[Xmca-l] Re: In defense of Vygotsky [[The fallacy of word-meaning]

Julian Williams julian.williams@manchester.ac.uk
Wed Oct 22 23:33:07 PDT 2014


Andy

Yes, just so,  this is why I go to social theory eg Marx and Bourdieu to find political-economic contradictions within and between activities.

But before we go there have we finally dispensed with the notion in Vygotsky's Perezhivanie paper that the situation or environment is given and the same for all, and the final form of development is given in a final, given 'ideal' form right from the beginning ( being then associated with an already given social plane).

I'm happy enough to accept that this is a false  and undialectical reading of Vygotsky (after all who knows how the concept of perezhivanie might have matured in his hands)... 

To return to my case - arithmetic. Many will say this exists in ideal form in the culture and all that needs to be done by development is to bring the child into the culture... Then the child is 'schooled'... Passive, lacking in agency, often failed, and at best made obedient to the cultural legacy. AsBourdieu says, through processes in school the class system is reproduced, and this is enculturation into the cultural arbitrary.

Julian




On 23 Oct 2014, at 07:08, "Andy Blunden" <ablunden@mira.net> wrote:

> No, the point is that for ANL "meaning" refers to the one true meaning of something. He does not allow that the meaning of something may be contested, and that a meaning may be contested because of heterogeneity in society, different social classes, genders, ethnic groups, social movements and so on. For ANL there is only the one true meaning of something which "everyone knows" or individual, personal meanings, which are therefore taken to be subjective.

_RECORDS PROVIDED_

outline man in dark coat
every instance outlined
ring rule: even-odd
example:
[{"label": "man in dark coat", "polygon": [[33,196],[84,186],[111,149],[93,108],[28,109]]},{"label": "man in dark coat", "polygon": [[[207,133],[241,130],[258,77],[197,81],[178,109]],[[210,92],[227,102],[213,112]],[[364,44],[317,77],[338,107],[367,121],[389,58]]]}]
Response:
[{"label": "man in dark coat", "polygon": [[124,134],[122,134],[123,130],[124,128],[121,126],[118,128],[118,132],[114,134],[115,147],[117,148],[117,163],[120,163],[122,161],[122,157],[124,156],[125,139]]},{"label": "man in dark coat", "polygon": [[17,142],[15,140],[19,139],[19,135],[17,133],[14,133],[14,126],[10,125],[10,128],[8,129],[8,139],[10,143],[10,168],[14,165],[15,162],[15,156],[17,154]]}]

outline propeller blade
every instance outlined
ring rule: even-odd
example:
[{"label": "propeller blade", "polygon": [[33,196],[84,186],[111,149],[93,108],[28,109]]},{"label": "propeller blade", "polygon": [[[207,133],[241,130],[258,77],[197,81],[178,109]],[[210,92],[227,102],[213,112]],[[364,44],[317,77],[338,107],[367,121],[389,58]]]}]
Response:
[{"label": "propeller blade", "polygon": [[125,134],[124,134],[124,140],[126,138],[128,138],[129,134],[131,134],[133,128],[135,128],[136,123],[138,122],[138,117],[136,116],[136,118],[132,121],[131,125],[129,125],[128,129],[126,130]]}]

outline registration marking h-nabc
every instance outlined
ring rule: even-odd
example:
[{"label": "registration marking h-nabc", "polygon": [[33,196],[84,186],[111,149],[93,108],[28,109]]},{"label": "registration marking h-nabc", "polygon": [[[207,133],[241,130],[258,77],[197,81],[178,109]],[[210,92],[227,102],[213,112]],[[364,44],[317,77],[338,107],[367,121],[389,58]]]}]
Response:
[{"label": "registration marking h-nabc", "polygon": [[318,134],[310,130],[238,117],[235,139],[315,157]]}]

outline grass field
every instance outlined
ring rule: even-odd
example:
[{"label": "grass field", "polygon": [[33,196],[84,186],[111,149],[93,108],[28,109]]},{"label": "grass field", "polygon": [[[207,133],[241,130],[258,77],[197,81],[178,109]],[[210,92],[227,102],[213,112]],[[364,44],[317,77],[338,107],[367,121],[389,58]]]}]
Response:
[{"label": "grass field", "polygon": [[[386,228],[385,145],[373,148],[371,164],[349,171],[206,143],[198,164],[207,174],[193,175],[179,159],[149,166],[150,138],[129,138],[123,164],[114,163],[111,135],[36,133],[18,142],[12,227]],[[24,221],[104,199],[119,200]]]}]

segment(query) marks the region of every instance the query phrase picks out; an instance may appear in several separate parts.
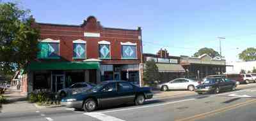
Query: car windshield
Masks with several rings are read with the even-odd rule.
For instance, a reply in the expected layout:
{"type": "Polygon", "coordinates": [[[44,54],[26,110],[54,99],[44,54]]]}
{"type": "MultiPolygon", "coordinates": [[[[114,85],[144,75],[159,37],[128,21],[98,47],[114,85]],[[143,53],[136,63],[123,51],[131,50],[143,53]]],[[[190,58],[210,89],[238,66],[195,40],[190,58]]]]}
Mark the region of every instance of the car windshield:
{"type": "Polygon", "coordinates": [[[216,80],[215,78],[207,78],[203,83],[215,83],[216,80]]]}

_BRIEF_
In the mailing-list post above, write out the part starting with "[Xmca-l] Re: In" and going on through "given social plane).", swapping "contradictions" for "tensions".

_OUTPUT OF THE TASK_
[Xmca-l] Re: In defense of Vygotsky [[The fallacy of word-meaning]

Julian Williams julian.williams@manchester.ac.uk
Wed Oct 22 23:33:07 PDT 2014


Andy

Yes, just so,  this is why I go to social theory eg Marx and Bourdieu to find political-economic tensions within and between activities.

But before we go there have we finally dispensed with the notion in Vygotsky's Perezhivanie paper that the situation or environment is given and the same for all, and the final form of development is given in a final, given 'ideal' form right from the beginning ( being then associated with an already given social plane).